▶ [EXERCISE GOAL] From the entries below, pick out every line that contains the string "bark", treating uppercase and lowercase letters as distinct. Reproduce each such line in full.
======== DATA SHOWN ========
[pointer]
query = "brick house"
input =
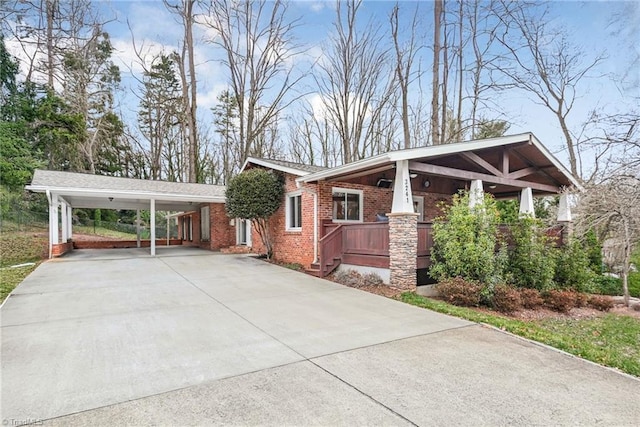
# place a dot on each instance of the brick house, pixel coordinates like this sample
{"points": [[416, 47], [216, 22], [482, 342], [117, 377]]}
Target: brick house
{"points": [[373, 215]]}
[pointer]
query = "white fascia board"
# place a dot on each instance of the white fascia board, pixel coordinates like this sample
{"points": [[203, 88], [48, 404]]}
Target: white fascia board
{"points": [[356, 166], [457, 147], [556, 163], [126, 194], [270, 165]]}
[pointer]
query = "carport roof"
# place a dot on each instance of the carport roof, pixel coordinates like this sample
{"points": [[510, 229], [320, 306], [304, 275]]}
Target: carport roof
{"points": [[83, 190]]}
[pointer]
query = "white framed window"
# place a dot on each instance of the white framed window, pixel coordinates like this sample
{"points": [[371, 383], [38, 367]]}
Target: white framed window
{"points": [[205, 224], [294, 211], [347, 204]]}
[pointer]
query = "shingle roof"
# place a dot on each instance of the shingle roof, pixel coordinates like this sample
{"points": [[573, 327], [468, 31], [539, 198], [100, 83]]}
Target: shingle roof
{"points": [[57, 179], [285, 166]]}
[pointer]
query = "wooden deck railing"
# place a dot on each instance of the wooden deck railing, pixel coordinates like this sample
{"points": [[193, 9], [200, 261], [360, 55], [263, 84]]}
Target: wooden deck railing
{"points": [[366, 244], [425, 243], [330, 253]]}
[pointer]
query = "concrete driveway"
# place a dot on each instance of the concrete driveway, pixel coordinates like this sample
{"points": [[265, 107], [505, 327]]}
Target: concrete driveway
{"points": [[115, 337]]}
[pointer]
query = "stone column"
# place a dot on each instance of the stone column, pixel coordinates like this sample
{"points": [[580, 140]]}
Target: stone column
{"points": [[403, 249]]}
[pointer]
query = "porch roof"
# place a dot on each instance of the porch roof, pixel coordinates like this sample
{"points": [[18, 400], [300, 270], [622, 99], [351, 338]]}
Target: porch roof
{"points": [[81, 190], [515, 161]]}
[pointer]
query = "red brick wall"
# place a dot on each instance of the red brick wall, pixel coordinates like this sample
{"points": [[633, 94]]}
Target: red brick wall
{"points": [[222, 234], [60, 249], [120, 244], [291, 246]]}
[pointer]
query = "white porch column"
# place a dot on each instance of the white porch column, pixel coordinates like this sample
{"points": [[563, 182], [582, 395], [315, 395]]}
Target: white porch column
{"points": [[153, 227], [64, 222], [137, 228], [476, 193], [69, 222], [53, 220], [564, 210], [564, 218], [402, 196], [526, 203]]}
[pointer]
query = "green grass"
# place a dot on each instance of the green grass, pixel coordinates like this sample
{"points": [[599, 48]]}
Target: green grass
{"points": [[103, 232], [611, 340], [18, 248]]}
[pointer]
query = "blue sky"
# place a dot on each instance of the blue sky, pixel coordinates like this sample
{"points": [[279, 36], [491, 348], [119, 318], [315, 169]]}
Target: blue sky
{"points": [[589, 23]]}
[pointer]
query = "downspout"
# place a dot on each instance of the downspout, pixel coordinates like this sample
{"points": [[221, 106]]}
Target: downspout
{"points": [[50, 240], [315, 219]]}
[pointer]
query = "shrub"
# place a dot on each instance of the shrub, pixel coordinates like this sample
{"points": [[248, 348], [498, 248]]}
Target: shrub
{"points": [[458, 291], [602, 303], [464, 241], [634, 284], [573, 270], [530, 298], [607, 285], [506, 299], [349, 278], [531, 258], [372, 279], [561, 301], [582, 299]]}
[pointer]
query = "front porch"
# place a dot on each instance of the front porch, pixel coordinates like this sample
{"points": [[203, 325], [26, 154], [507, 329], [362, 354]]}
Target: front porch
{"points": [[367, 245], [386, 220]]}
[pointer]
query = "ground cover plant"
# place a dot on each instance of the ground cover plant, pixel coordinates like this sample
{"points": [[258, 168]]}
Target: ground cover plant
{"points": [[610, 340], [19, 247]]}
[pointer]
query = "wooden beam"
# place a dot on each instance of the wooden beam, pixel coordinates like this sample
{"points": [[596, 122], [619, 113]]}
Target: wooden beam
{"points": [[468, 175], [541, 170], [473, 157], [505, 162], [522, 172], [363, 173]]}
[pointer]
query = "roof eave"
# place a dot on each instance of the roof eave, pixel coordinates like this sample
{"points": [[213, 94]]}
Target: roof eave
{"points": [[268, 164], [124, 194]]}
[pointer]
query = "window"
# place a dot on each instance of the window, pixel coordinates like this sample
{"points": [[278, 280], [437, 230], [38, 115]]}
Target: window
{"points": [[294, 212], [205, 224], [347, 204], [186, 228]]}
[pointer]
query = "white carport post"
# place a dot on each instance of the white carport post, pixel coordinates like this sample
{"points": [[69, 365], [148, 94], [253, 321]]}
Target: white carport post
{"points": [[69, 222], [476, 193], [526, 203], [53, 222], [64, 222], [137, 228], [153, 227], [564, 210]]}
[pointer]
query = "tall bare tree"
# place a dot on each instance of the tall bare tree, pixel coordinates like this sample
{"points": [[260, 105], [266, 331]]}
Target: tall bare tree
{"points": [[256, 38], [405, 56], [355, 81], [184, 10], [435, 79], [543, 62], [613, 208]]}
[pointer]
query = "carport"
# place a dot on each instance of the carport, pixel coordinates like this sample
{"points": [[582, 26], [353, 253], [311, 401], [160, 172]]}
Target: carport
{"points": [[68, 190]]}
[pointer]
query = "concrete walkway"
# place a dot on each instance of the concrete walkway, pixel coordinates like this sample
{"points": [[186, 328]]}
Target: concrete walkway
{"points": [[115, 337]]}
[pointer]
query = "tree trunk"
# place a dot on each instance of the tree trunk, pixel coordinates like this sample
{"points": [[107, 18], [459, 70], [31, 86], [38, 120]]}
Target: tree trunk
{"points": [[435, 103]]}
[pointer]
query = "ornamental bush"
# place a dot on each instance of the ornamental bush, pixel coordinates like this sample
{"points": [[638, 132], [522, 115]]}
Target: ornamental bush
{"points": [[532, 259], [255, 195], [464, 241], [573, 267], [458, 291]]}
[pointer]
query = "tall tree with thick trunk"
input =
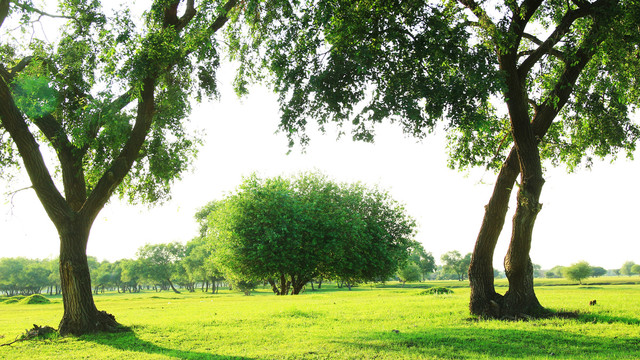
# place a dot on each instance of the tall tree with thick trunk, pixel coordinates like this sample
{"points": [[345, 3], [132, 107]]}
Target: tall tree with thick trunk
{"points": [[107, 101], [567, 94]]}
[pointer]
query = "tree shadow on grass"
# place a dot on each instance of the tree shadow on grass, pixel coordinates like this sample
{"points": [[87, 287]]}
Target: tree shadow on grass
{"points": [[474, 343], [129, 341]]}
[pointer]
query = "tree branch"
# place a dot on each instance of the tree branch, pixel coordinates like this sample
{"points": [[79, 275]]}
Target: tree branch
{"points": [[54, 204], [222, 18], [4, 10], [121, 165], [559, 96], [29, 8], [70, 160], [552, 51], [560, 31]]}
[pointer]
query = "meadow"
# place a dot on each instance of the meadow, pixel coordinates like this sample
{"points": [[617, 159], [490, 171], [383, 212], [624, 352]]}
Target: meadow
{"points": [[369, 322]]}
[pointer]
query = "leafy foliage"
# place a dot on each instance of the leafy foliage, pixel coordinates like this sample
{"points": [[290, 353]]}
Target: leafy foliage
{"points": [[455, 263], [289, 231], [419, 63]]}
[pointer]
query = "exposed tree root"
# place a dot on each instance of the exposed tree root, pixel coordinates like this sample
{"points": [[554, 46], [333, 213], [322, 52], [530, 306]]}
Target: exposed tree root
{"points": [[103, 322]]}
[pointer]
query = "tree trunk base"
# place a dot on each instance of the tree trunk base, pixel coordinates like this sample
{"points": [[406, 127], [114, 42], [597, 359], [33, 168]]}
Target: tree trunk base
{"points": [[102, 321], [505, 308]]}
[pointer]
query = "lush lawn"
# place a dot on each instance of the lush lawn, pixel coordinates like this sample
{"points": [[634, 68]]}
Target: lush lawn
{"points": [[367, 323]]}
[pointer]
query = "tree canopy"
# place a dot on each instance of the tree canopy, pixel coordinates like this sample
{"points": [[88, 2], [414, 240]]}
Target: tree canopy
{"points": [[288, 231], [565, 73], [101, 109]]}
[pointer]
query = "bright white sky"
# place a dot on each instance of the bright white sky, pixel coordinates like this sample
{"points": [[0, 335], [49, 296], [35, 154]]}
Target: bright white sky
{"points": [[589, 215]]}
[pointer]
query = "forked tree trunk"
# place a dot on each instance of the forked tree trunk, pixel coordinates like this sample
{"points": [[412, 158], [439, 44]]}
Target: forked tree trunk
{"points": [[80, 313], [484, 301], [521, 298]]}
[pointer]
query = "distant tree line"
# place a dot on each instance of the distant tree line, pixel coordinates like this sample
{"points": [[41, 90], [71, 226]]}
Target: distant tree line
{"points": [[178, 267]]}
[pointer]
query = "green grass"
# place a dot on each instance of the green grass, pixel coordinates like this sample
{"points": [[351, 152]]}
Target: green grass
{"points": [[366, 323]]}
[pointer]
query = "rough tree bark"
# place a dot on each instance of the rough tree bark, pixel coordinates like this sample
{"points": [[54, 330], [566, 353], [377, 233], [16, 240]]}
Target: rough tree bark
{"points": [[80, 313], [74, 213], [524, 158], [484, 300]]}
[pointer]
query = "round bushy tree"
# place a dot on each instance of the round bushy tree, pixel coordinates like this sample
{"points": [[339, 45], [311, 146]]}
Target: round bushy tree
========
▶ [FINAL RESULT]
query = "rough tree bark"
# place a dot on each instance of the rough tree bark, pixel coordinates like this sample
Target: rough tree bark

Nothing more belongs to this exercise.